- Short problem
Collect every line of the data below that contains the word "walking", copying each line in full. Case counts.

** begin Records to process **

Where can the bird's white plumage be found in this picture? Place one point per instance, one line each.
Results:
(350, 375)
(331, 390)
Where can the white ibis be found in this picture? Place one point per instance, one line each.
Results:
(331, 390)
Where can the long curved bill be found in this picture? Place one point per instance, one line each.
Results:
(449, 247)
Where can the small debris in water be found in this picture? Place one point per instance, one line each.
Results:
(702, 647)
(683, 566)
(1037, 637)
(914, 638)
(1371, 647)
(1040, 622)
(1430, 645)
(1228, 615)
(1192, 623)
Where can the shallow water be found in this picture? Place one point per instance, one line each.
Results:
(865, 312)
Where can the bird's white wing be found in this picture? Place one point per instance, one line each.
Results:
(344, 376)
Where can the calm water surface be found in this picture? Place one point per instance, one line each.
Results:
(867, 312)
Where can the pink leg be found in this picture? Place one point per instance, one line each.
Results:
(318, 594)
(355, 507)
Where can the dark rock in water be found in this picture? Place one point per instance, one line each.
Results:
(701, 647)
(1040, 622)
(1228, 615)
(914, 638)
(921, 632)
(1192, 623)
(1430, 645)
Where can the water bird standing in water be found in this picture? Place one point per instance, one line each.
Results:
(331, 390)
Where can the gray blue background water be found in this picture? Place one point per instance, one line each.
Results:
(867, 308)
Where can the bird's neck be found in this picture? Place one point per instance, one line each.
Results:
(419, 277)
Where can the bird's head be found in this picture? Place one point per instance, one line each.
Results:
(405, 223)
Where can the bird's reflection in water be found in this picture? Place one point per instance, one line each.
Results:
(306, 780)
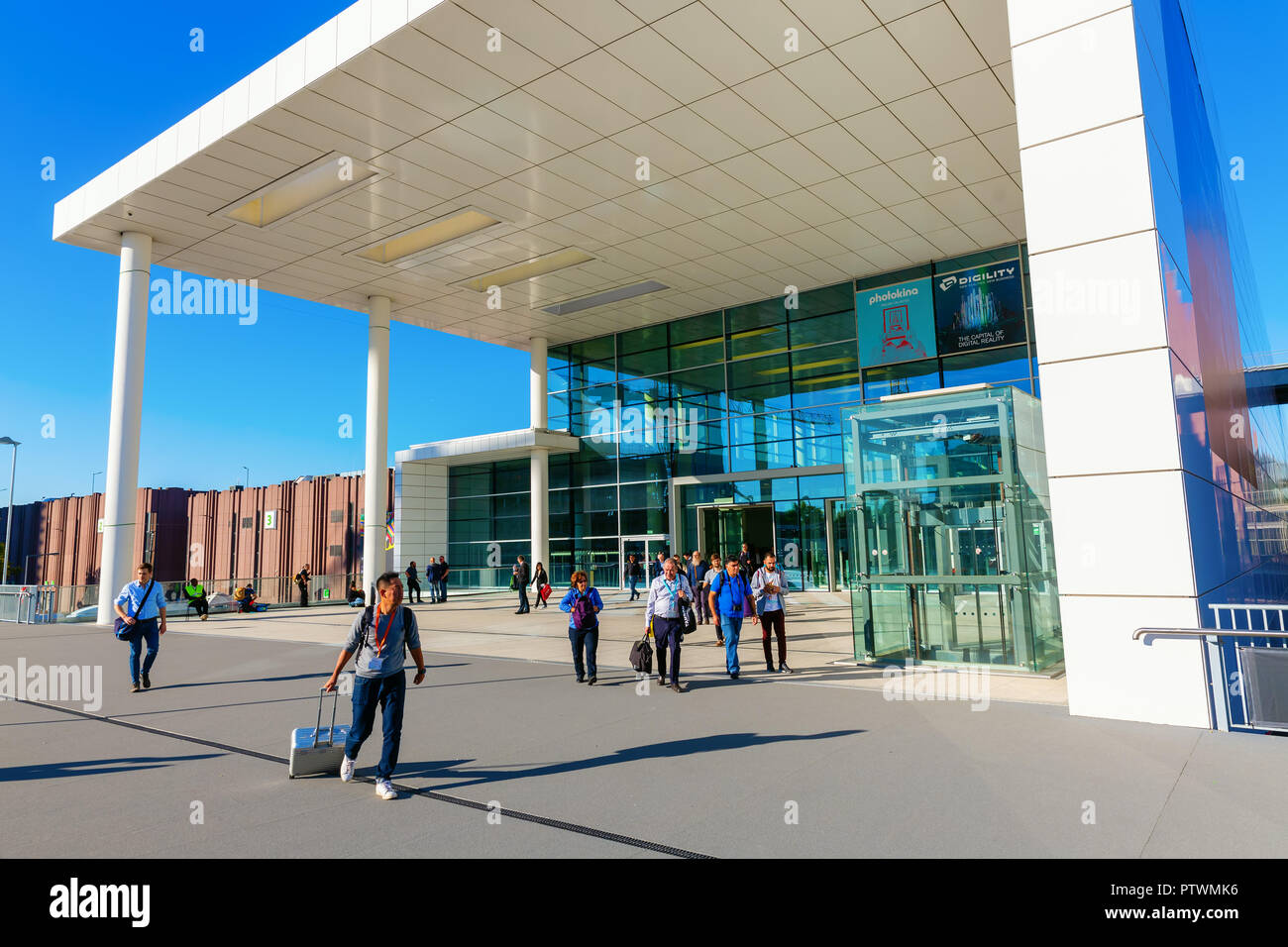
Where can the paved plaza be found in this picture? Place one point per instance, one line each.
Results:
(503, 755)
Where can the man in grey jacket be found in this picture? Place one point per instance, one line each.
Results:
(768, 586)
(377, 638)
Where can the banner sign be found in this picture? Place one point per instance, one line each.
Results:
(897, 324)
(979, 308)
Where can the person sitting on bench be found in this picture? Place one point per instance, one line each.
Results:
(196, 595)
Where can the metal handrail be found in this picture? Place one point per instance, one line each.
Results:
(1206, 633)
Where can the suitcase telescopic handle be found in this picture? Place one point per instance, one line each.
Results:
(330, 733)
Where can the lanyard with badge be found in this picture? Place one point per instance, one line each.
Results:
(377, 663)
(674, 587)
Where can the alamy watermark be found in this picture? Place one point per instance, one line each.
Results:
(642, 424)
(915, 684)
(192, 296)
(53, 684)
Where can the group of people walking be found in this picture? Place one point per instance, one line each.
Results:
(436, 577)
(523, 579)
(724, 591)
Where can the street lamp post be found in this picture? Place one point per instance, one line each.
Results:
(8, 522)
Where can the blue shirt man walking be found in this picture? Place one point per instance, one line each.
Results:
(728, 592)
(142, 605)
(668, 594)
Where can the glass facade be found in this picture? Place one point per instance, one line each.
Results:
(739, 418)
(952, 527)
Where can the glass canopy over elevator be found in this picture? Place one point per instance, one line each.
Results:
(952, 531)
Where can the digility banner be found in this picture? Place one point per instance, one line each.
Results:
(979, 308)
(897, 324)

** end Records to process **
** begin Records to process **

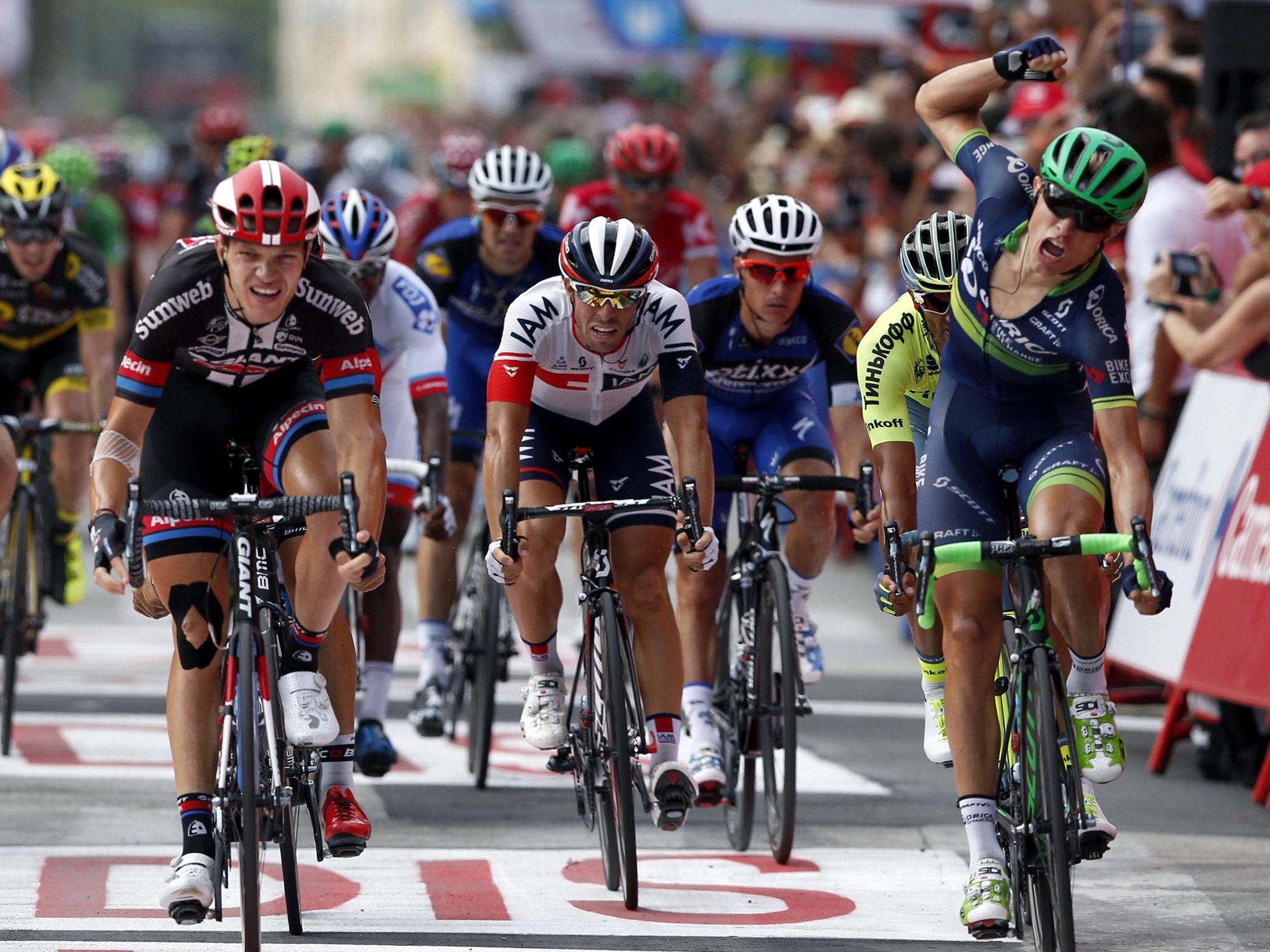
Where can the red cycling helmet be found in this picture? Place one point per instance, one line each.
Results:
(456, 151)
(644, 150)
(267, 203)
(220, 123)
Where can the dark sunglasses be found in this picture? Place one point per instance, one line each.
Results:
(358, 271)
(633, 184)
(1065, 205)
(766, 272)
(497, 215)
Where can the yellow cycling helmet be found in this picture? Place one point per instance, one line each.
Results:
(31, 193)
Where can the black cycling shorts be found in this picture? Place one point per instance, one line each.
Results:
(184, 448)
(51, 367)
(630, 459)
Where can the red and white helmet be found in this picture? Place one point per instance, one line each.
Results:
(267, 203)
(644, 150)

** end Records to process **

- Solution for this exercise
Where can the group of people walking be found in this picture? Place one point per instance, one line each.
Where can the blue shirt man walking be found in this picture? Place one point per instance, one line each.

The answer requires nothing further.